Point labeling records:
##############################

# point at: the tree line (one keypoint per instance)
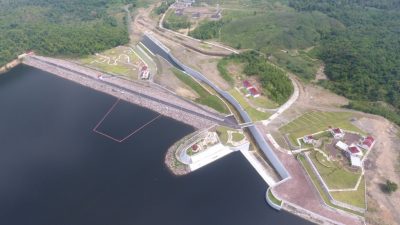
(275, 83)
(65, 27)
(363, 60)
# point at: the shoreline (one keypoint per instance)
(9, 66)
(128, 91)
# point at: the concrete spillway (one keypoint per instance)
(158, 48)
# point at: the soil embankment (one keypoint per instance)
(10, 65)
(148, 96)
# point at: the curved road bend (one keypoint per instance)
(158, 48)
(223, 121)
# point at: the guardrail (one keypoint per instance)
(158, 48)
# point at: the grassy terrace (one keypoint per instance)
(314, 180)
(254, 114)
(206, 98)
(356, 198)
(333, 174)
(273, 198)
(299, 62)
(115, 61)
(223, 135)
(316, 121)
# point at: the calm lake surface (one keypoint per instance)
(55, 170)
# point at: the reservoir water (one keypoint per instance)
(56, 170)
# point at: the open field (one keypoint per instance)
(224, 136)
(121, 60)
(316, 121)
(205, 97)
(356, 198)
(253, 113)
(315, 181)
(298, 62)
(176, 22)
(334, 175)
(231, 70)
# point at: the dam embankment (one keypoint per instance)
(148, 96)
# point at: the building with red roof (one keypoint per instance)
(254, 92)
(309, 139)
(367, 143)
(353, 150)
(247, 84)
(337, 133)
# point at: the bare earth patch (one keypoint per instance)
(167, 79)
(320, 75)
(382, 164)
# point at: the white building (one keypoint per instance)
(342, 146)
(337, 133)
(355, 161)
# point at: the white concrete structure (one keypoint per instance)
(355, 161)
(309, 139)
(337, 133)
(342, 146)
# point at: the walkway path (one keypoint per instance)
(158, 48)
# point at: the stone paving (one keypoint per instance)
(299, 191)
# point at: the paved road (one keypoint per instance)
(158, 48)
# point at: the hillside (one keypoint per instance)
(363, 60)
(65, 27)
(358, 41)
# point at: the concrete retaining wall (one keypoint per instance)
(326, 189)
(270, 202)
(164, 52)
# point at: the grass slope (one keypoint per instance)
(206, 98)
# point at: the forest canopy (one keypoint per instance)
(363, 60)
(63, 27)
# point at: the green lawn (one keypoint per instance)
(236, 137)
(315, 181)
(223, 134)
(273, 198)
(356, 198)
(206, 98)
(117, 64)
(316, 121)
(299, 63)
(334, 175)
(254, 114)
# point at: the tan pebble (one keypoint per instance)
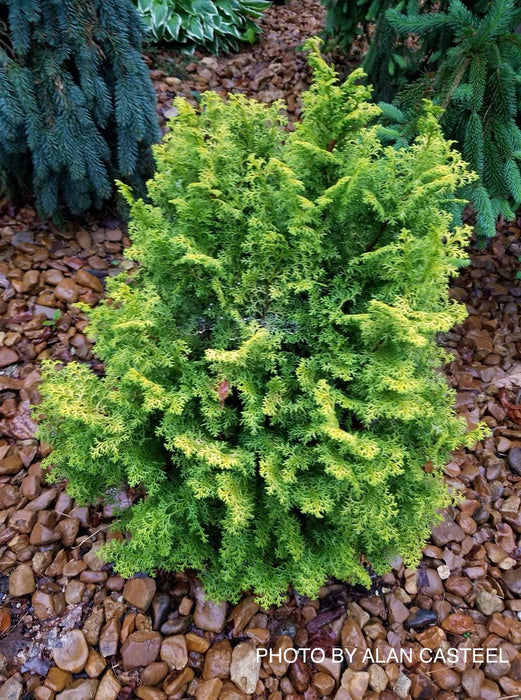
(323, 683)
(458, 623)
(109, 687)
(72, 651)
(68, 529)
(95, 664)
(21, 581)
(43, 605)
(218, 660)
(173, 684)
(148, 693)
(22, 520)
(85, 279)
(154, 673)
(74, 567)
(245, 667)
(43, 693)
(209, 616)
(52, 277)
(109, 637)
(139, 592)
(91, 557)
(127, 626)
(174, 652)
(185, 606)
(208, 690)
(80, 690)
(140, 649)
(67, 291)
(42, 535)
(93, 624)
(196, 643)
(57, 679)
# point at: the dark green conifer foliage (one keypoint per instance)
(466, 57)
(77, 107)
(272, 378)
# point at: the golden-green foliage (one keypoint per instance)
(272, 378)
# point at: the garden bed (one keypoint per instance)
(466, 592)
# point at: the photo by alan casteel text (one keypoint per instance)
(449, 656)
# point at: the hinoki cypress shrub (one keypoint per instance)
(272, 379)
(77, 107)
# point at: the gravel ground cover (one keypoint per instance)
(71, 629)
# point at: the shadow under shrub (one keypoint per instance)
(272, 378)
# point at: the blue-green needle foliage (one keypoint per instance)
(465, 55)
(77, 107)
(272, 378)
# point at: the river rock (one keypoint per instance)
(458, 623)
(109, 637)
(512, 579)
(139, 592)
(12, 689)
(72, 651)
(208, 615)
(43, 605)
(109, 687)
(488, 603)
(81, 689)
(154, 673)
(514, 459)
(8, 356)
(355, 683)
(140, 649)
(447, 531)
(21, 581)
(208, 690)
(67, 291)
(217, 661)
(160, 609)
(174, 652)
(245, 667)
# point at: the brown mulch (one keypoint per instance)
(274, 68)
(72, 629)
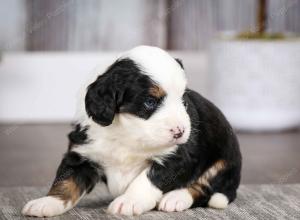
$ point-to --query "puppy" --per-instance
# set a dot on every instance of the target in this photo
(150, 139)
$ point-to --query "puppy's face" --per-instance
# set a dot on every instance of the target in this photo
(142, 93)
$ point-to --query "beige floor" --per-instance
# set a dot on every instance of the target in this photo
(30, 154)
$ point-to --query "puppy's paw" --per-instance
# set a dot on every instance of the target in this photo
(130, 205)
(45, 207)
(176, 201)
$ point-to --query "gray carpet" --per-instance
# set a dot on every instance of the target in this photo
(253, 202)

##############################

Copy the records word for word, starting at the line that contains "# point at: the brown" and ending at the last line of the records. Leave the pictures out of your copy.

# point at: the brown mulch (one keypoint per instance)
(274, 68)
(72, 629)
$ point-to --query "puppy" --per-instance
# set a dot on every instance of the target in this photo
(150, 139)
$ point-to --query "puppy's face" --per-instance
# set a dot on every instance of the target in this photo
(142, 93)
$ point-to --query "beige floor" --per-instance
# set a dot on every instance of the target in this photo
(30, 154)
$ point-to --query "puppy's paw" --per-instance
# set a dot on every instance of the target in this photo
(130, 205)
(45, 207)
(176, 201)
$ point-to --query "gray carpet" --per-instance
# set a dot on every instance of the target in this photo
(253, 202)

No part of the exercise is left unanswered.